Referring expression data
^^^^

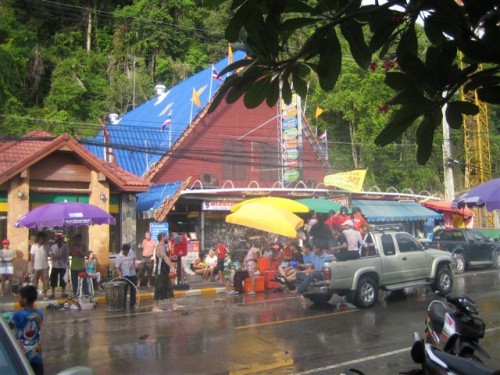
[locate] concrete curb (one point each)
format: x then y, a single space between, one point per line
101 299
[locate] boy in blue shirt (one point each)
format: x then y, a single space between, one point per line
27 327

^^^^

__EXERCISE DETAILS__: In your copy of the records above, include every line exactly but no pictures.

__WRITTEN RESPONSE__:
[locate] concrete curb (one point each)
format: x then y, a single space between, one point per line
101 299
[locate] boy in blue shirt (one point each)
format: x then y, a single space between, one point per line
27 327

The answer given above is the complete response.